- ÉNONCÉ
Répondez aux questions suivantes à partir de l'entretien sur le manga Pokémon.
(a) Quel éditeur français a fait venir les deux mangakas au salon du livre et de la presse jeunesse de Montreuil ?
(b) Dans quel magazine était prépublié le manga de Satoshi Yamamoto avant qu'il ne rejoigne Pokémon ?
(c) Depuis combien d'années Satoshi Yamamoto dessine-t-il ce manga ?

- TEXTE À LIRE
Pokémon est une franchise de Nintendo connue dans le monde entier. Les jeux vidéo ont dépassé les 250 millions d’exemplaires vendus depuis la première version du titre en 1996, et le concept a également été décliné sur de nombreux autres supports : jeu de cartes, merchandising, séries et films animés, et bien évidemment en manga. Pourtant, les diverses versions dessinées n’ont pas connu en France le succès escompté... jusqu’à ce qu’arrive Pokémon Noir & Blanc, l’arc narratif de la 5ème génération de Pokémon, issu du jeu éponyme. Fort de son succès, l’éditeur français Kurokawa a fait venir au salon du livre et de la presse jeunesse de Montreuil les deux mangakas qui s’occupent de cette saga depuis plus de 15 ans. Entre deux rencontres avec leurs fans, enfants et adultes, ces sympathiques auteurs ont bien voulu répondre à toutes nos questions.
interview Manga
Pokémon (H. Kusaka - S. Yamamoto)
Réalisée en lien avec les albums Pokémon noir et blanc – 1e édition, T6, Pokémon noir et blanc – 1e édition, T5, Pokémon noir et blanc – 1e édition, T4, Pokémon noir et blanc – 1e édition, T3, Pokémon noir et blanc – 1e édition, T2, Pokémon noir et blanc – 1e édition, T1
Pouvez-vous nous expliquer comment vous en êtes venus à travailler sur les projets Pokémon de Nintendo ?
Hidenori Kusaka (scénariste) : En 1996, le premier jeu Pokémon est sorti au Japon et il a connu un très grand succès. A cette époque-là, je travaillais dans un magazine pour la jeunesse où j’étais responsable des articles. J’étais aussi rédacteur, je m’occupais d’inventer les cadeaux qu’on offrait avec le magazine et je faisais également le consultant pour des fabricants de jouets. Comme Pokémon commençait à bien fonctionner auprès des enfants, on a décidé qu’on aurait une adaptation en manga l’année suivante dans notre magazine. Et donc, comme j’étais le plus instruit en Pokémon de la rédaction et qu’on me disait en général que j’avais de bonnes idées, on m’a confié la réalisation du scénario du futur manga. J’avais toujours rêvé de travailler dans le manga, alors j’étais très content d’accepter leur offre.
Satoshi Yamamoto (dessinateur) : Moi, j’avais un manga qui était prépublié dans le Shônen Sunday et, une fois qu’il s’est terminé, il a fallu que je trouve une nouvelle série à publier. A l’époque, le manga Pocket Monster Special était réalisé par monsieur Kusaka et par une artiste qui s’appelait Mato. Mais Mato est tombée très malade et il leur fallait donc un nouveau dessinateur. Un éditeur m’a donc mis sur le coup. Il faut savoir qu’il y avait une petite compétition pour savoir qui allait être le prochain dessinateur du manga Pokémon et j’y ai participé. Bien que mon style de dessin soit différent de celui de tous les autres, je ne sais pas pourquoi mais c’est moi qui ai gagné. Et cela fait maintenant 12 ans que je dessine ce manga.

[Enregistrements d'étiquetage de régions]
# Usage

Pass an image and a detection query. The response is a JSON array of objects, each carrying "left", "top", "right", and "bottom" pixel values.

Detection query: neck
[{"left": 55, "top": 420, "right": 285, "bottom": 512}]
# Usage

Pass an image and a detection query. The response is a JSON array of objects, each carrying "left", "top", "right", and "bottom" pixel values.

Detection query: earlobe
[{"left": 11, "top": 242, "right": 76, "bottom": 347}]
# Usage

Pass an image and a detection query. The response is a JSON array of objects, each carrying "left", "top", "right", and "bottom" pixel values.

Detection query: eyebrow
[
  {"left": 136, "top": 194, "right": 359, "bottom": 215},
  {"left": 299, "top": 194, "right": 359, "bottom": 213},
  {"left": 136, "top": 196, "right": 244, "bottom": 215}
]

- RÉSULTAT FINAL
(a) L'éditeur Kurokawa.
(b) Dans le Shônen Sunday.
(c) Depuis 12 ans.